Short task:
Return nothing but the lines from the line containing "target = church facade" through the last line of the records, reproduced exactly.

(Data entries)
****************************************

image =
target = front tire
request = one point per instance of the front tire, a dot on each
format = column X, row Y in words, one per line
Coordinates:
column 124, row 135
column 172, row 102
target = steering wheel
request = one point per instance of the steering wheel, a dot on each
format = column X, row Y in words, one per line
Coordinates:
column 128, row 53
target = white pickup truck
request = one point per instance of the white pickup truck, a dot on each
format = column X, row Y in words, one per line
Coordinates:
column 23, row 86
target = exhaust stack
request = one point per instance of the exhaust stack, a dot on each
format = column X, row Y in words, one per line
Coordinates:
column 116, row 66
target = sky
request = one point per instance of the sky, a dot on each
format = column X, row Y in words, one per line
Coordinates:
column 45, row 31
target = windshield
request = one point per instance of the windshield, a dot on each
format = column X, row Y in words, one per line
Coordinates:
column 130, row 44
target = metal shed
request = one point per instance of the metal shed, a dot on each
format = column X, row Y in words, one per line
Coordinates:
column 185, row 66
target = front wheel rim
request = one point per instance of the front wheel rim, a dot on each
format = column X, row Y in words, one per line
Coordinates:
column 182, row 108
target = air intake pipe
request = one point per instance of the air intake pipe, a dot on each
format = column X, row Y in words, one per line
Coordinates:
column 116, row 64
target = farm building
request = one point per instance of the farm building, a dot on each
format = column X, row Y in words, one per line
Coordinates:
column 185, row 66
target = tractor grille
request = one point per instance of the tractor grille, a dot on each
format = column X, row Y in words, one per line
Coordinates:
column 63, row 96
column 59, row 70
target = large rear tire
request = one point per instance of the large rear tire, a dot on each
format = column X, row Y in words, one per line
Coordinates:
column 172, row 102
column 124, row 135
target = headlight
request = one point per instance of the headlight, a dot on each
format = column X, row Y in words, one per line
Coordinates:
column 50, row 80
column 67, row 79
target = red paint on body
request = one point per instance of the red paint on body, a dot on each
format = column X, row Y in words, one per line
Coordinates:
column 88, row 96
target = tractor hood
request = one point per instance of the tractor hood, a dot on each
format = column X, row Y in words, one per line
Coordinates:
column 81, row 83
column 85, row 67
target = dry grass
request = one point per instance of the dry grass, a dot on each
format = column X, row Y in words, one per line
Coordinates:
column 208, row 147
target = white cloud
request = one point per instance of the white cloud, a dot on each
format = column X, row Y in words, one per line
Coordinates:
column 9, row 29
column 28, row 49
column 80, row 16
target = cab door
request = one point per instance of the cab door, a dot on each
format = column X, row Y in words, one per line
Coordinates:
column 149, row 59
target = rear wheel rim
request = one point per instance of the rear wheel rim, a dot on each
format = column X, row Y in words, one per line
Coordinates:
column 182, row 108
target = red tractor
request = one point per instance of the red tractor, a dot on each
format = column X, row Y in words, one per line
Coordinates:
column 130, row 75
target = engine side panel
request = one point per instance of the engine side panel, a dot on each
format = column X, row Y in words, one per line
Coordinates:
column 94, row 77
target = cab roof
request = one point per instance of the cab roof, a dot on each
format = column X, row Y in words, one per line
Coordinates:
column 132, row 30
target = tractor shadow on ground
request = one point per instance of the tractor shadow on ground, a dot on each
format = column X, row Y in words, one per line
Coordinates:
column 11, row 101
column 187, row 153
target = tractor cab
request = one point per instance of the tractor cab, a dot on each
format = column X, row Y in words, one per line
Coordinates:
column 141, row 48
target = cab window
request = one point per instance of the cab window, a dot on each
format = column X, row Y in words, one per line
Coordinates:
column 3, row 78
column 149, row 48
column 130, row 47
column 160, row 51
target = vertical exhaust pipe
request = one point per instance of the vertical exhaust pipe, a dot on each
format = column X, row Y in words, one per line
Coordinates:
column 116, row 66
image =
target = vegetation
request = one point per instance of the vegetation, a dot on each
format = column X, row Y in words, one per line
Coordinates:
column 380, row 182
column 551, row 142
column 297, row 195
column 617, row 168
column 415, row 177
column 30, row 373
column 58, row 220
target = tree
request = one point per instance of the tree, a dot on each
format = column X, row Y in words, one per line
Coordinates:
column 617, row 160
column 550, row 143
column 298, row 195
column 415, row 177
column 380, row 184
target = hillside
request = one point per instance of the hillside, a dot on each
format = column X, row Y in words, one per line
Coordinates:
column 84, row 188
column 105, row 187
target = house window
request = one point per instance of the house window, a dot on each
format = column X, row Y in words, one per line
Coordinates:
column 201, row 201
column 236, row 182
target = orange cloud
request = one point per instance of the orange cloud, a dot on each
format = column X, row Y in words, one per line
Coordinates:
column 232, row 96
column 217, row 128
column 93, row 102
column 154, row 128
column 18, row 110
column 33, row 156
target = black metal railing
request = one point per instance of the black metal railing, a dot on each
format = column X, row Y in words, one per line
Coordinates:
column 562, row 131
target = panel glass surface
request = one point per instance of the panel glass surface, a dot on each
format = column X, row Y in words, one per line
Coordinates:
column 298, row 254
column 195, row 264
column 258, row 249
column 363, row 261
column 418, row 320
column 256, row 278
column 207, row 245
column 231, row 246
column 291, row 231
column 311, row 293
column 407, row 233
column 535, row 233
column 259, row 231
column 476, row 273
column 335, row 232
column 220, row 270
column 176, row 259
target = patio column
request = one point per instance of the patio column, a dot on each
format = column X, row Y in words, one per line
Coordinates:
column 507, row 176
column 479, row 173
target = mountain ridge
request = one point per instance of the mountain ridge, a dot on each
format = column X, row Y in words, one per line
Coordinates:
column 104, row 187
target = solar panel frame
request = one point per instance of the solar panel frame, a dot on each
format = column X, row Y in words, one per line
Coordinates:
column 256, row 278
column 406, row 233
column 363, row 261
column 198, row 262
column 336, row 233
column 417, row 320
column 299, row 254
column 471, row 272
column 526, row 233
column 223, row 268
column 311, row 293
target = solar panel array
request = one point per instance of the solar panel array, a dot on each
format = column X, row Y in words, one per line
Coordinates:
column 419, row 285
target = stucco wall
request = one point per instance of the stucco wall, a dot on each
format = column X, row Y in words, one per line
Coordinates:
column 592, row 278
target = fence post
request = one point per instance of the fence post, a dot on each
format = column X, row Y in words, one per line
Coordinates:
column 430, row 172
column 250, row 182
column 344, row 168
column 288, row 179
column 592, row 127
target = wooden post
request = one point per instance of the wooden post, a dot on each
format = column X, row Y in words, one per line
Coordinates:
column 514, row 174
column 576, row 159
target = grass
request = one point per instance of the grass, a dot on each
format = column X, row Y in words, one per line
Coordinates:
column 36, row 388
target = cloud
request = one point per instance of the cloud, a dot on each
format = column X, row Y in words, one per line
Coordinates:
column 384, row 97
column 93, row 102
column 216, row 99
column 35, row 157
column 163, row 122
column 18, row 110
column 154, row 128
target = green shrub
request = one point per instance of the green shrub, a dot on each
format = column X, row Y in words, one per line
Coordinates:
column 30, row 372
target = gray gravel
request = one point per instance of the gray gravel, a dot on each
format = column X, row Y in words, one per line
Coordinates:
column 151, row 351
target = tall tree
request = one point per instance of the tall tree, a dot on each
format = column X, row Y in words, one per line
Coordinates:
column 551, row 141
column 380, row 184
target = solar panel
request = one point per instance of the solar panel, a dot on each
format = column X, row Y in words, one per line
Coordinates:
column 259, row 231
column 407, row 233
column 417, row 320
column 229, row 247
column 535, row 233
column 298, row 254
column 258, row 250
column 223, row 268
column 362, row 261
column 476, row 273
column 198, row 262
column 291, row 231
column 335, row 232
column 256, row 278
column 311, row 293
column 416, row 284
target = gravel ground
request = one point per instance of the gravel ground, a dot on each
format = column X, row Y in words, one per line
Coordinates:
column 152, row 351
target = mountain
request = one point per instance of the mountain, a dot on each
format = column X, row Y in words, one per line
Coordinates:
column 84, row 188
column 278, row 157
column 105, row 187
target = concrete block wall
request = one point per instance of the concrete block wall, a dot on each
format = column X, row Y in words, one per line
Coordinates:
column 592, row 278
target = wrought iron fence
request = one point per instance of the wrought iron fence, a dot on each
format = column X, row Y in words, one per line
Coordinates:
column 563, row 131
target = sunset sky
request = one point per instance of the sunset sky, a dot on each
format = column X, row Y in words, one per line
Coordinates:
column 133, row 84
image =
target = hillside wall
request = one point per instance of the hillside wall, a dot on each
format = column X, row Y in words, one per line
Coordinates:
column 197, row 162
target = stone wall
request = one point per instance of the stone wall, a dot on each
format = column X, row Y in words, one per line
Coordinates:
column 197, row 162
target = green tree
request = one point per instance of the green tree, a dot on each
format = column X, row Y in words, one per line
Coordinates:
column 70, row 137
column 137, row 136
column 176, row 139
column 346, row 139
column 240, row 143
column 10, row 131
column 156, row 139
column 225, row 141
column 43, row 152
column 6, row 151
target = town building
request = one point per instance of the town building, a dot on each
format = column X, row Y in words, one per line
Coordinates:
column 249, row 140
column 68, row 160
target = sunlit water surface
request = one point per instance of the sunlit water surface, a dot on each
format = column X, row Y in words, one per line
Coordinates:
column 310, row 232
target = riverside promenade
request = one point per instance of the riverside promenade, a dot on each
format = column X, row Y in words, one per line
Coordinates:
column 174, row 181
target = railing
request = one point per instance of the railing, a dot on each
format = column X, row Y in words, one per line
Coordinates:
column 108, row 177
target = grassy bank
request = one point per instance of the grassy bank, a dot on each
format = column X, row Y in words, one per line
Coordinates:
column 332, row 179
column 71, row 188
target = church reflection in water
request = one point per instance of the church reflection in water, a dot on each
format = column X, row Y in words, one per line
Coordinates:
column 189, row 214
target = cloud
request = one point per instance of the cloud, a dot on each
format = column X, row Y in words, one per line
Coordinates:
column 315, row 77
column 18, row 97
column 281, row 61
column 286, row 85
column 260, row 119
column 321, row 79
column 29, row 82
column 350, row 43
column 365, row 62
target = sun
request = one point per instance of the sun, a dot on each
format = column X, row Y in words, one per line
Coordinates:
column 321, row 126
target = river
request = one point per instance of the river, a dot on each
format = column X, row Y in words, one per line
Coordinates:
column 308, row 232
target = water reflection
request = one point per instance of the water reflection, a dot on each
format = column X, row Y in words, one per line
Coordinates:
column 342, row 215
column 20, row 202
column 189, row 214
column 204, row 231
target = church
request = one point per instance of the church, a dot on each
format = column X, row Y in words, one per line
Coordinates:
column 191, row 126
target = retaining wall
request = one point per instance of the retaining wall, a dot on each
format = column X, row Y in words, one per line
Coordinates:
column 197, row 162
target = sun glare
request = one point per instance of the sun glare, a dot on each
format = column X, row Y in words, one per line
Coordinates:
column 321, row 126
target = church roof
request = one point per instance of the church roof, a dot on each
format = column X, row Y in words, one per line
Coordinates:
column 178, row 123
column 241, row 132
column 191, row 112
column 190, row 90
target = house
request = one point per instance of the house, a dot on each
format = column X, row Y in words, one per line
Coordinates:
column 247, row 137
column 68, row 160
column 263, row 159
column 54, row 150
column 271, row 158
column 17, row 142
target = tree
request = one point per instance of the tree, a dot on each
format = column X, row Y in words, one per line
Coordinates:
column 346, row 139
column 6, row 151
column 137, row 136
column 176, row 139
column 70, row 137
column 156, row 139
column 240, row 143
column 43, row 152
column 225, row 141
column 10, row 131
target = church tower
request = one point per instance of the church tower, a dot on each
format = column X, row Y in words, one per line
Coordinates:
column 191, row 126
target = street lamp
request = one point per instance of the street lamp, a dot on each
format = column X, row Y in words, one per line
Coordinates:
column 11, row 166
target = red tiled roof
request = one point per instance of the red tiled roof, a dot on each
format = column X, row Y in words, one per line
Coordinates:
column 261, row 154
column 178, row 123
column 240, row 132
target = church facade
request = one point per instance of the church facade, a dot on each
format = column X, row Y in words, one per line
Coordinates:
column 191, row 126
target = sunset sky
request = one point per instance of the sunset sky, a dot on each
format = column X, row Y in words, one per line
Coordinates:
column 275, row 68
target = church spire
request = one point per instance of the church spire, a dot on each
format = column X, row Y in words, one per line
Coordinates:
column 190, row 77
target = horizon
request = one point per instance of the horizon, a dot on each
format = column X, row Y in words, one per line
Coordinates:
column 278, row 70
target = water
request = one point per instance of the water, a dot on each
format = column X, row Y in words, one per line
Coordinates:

****************************************

Full response:
target = church facade
request = one point per instance of the church facade, a dot on each
format = column X, row Y in words, one per line
Coordinates:
column 191, row 126
target = sunset sky
request = one point per instance of the sunset sky, a dot on each
format = column X, row Y in words, one per line
Coordinates:
column 275, row 68
target = church spire
request = one point per instance of the church spire, a dot on each
format = column X, row Y in words, one per line
Coordinates:
column 190, row 77
target = horizon
request = one point per instance of the horizon, a dot on each
format = column X, row Y in words, one per line
Coordinates:
column 278, row 70
target = water
request = one point per instance of the water, a dot on each
format = column X, row Y in words, one per line
Coordinates:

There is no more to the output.